# Recorded data start

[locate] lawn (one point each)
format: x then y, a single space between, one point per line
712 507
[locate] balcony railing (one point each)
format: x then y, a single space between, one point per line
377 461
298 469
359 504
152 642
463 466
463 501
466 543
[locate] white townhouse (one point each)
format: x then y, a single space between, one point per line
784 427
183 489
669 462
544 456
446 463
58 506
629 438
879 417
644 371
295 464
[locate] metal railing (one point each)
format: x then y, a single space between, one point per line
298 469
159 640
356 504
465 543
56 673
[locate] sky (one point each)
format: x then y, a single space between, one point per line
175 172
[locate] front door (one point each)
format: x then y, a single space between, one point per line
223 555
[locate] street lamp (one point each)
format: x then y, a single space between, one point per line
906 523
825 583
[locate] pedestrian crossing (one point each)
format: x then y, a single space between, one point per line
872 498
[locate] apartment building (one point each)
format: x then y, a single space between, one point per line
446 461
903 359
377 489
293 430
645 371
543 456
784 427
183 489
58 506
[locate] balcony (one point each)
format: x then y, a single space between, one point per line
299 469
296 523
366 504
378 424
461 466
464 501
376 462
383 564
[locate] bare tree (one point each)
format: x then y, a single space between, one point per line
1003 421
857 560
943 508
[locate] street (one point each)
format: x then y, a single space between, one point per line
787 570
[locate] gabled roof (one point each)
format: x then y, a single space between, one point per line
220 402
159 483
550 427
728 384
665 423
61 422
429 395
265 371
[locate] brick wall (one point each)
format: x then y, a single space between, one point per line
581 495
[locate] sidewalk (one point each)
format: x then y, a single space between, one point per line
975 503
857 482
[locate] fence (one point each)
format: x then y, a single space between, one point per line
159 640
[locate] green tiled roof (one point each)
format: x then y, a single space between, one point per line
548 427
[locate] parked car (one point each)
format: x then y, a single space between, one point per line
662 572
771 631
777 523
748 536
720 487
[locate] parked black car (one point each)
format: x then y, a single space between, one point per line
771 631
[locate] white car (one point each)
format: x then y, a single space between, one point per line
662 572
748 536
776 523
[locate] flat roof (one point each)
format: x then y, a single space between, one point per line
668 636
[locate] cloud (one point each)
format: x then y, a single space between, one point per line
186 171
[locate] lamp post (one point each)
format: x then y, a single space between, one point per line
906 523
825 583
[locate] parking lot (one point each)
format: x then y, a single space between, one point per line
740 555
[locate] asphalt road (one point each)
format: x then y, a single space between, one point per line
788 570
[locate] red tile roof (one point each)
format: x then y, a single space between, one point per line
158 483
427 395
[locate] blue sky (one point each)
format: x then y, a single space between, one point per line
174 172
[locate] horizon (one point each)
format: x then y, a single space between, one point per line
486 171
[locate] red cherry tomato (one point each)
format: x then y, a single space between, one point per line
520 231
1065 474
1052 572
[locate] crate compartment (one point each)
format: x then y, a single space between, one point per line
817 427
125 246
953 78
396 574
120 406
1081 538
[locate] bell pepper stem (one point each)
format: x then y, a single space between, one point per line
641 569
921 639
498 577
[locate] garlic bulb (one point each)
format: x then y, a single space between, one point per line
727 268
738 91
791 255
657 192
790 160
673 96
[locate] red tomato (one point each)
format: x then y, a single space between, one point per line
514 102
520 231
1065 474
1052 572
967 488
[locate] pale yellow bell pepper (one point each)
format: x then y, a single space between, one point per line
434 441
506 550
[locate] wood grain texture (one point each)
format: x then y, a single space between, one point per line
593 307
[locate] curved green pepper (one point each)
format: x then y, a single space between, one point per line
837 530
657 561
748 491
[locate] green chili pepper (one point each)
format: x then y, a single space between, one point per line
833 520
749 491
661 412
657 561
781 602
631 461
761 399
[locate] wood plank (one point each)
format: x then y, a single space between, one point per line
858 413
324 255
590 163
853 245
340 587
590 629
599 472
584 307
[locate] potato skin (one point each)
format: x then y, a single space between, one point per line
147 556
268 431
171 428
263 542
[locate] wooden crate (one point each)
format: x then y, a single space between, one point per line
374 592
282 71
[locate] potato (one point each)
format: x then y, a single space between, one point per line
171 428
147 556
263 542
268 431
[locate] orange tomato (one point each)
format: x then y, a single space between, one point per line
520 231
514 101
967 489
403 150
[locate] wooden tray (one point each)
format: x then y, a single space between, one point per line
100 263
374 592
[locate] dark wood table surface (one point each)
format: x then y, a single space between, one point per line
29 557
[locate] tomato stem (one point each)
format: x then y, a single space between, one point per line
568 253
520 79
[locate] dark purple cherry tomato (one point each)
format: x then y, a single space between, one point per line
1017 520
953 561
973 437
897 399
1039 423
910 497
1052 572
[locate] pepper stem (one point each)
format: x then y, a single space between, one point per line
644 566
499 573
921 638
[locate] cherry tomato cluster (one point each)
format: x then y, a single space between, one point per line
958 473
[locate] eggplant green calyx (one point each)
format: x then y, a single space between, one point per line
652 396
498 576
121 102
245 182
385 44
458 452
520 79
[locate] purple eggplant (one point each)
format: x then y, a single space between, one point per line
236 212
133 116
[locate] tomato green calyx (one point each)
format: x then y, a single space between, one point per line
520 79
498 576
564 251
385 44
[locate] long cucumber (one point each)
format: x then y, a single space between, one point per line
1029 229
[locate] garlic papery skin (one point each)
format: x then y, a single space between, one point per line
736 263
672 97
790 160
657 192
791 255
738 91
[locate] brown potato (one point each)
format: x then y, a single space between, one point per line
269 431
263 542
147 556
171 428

# Recorded data end

Description of the task: Print the material verbatim, all of it.

The completed task:
[locate] lawn (one point each)
format: x then y, a single space between, one point per line
712 507
[locate] balcony railing (one point each)
format: x then y, a single space between, one point per line
377 461
298 469
359 504
152 642
463 466
463 501
466 543
[locate] white townhouse (one point each)
format: x then y, a single space between, one point per line
784 427
183 489
669 462
544 456
446 463
58 506
629 438
879 417
644 371
295 464
[locate] metal railing (one point each)
format: x then y, a single space between, one point per line
298 469
159 640
356 504
465 543
56 673
[locate] sky (one point each)
format: x then y, a single space between, one point per line
175 172
[locate] front door (one point each)
format: x then y, a single space between, one point per line
223 555
[locate] street lamp (one point each)
format: x then y, a single space between, one point per line
906 523
825 583
[locate] pedestrian crossing (one point each)
format: x then y, a single space between, one point per line
872 498
[locate] apartment building (one point each)
format: x then y, a single space between, one point per line
446 461
903 359
377 489
293 430
645 371
543 456
784 427
183 489
58 506
[locate] balcony (one point each)
format: x then y, a single space between, one point per line
299 469
296 523
366 504
378 424
461 466
464 501
376 462
383 564
[locate] bare tree (one point each)
format: x then y, a single space between, one point per line
1003 421
857 560
943 508
[locate] street (one point each)
format: x then y, a single space between, one point per line
787 570
[locate] gabled roof (one point each)
format: x then y, a single space between, one point per line
220 402
159 483
550 427
728 384
665 423
61 422
429 395
265 371
[locate] brick wall (one point each)
format: x then y, a single space between, one point per line
581 495
[locate] sidewalk (one point each)
format: x then y, a single space between, one point per line
975 503
857 482
[locate] fence (one point each)
format: x then y, a single space between, one point per line
159 640
[locate] green tiled roof (one point each)
format: x then y, a single space between, one point per line
548 427
[locate] parked car (one point each)
format: x then y, a single space between, one point per line
662 572
771 631
777 523
748 536
720 487
[locate] parked black car (one point each)
format: x then y, a single space between, one point per line
771 631
[locate] white car (one point each)
format: x then y, a single space between, one point per line
662 572
748 536
776 523
[locate] flat roof (one point each)
format: x then y, a single space between, one point per line
668 636
[locate] cloud (one point each)
format: x then y, a single space between, one point per line
186 171
[locate] lamp post (one point each)
format: x then y, a single space between, one point per line
906 523
825 583
[locate] parking lot (one point each)
format: x then y, a single space between, one point per line
740 555
[locate] asphalt road (one point each)
format: x then y, a single space between, one point per line
788 570
[locate] red tile roof (one point each)
format: x then y, a single space between, one point per line
158 483
427 395
[locate] blue sky (one point each)
format: x then y, a single space between, one point per line
174 172
[locate] horizon (one point each)
format: x then y, a single space between, one point per line
486 171
[locate] red cherry tomato (one point each)
format: x then y, a single space between, one point per line
520 231
1065 474
1052 572
[locate] crate compartment (one point each)
format: x then y, a single space between, one point per line
817 427
125 246
953 78
396 574
120 406
1081 538
[locate] bell pepper stem (one point each)
format: x then y, a single space between, one point per line
641 569
921 639
498 577
[locate] garlic bulb (one point each)
format: x then y, a single space between, one point per line
727 268
738 91
791 255
657 192
790 160
673 96
[locate] red tomato (one point each)
format: x then y, a single space between, one point per line
514 102
520 231
1065 474
1052 572
967 488
[locate] pale yellow bell pepper (one point each)
format: x then y, a single space between, one point per line
434 441
506 550
[locate] wood grain texture (one point each)
format: x then y, a single space between, one point per line
593 307
[locate] curved green pepper (one point each)
format: x then y, a single space between, one point per line
837 530
657 561
748 491
[locate] green chili pepper (one point each)
format: x then y, a single space between, one point per line
833 520
749 491
661 412
657 561
781 602
631 461
761 399
[locate] wood plank (one point each)
format: x then y, a single space between, one point per line
858 413
324 255
590 163
853 245
340 587
590 629
599 472
584 307
[locate] potato skin (one point each)
format: x then y, a single space between, one point per line
147 556
268 431
171 428
263 542
[locate] wooden crate (one point each)
format: x then y, a single space between, one point per line
374 592
282 71
[locate] potato (one point each)
format: x then y, a single space between, one point per line
171 428
147 556
263 542
268 431
[locate] orange tomato (one point each)
format: x then y, a single space between, one point per line
520 231
514 101
967 489
403 150
[locate] wooden tray (one point each)
format: x then y, a single space between, one point per line
100 263
374 592
[locate] dark wood table surface (one point each)
format: x then y, a single space between, one point per line
29 557
[locate] tomato stem (one point each)
format: x then y, a single space between, one point per line
568 253
520 79
[locate] dark purple cherry tomato (one point each)
format: x then y, a single space between, one point per line
1017 520
953 561
973 437
897 399
1039 423
910 497
1052 572
[locate] pepper stem (one point each)
format: x then y, a single space between, one point per line
644 566
499 573
921 638
[locate] cherry tomato cluster (one point each)
format: x then y, a single space between, one point per line
958 473
[locate] eggplant green calyx (one point each)
format: x then y, a single space between, one point per line
652 396
498 576
121 102
245 182
385 44
458 452
520 79
[locate] purple eggplant (one point each)
format: x then y, a single space between, one point per line
236 212
133 116
[locate] tomato green calyx (one point each)
format: x then y, a single space between, one point per line
520 79
498 576
564 251
385 44
[locate] long cucumber (one point each)
format: x then y, a single space between, one point per line
1029 229
[locate] garlic papery skin (one point each)
format: x then y, a single space between, one point per line
736 263
672 97
790 160
657 192
791 255
738 91
[locate] brown potato (one point each)
format: x then y, a single space between, one point per line
269 431
263 542
147 556
171 428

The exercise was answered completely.